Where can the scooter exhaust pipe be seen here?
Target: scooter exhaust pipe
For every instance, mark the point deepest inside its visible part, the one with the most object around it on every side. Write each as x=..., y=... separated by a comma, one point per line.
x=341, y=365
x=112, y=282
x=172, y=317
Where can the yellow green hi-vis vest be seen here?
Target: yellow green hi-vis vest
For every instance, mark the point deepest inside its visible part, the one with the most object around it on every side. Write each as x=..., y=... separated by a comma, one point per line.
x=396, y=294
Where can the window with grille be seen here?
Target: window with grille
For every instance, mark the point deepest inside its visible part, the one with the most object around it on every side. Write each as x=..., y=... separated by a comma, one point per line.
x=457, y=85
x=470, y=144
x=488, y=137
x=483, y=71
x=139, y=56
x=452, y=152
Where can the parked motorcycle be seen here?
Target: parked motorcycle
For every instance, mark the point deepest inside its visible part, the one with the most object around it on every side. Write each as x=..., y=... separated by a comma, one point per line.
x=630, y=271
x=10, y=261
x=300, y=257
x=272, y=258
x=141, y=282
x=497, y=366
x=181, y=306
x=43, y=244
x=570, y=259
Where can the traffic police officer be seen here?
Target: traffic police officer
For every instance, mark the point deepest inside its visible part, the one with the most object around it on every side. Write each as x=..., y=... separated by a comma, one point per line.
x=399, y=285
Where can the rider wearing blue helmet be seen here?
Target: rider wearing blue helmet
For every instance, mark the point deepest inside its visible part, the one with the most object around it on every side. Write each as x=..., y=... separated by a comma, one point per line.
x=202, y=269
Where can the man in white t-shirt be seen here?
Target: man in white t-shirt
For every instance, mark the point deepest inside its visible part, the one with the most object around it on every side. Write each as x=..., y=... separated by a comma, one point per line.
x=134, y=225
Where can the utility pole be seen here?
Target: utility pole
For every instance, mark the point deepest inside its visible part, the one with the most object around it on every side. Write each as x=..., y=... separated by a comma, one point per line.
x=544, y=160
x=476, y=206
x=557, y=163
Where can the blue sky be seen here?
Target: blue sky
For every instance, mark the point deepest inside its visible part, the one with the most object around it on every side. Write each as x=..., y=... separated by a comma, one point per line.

***

:: Work instruction ::
Output, exactly and in full, the lines from the start of the entries above through the line that contains "Target: parked motorcycle".

:: Worked solution ::
Where can the scooter exhaust pipe be seen here?
Target: scooter exhaust pipe
For every instance, mark the point deepest inside its visible part, the one with the most object around it on every side. Write each as x=..., y=... separated by a comma, one point per line.
x=341, y=365
x=112, y=282
x=172, y=317
Where can the yellow green hi-vis vest be seen here?
Target: yellow green hi-vis vest
For every instance, mark the point deepest inside its visible part, the one with the most object around it on every side. Write each as x=..., y=... separated by a comma, one point per line.
x=396, y=294
Where can the window with grille be seen here?
Target: window with grille
For every instance, mark the point deepest inside its visible part, the one with the most object around it on every side. Write each as x=..., y=... separated by a comma, one point per line.
x=457, y=85
x=470, y=144
x=488, y=137
x=483, y=71
x=139, y=56
x=452, y=152
Where can the parked motorcycle be seen here?
Target: parked motorcycle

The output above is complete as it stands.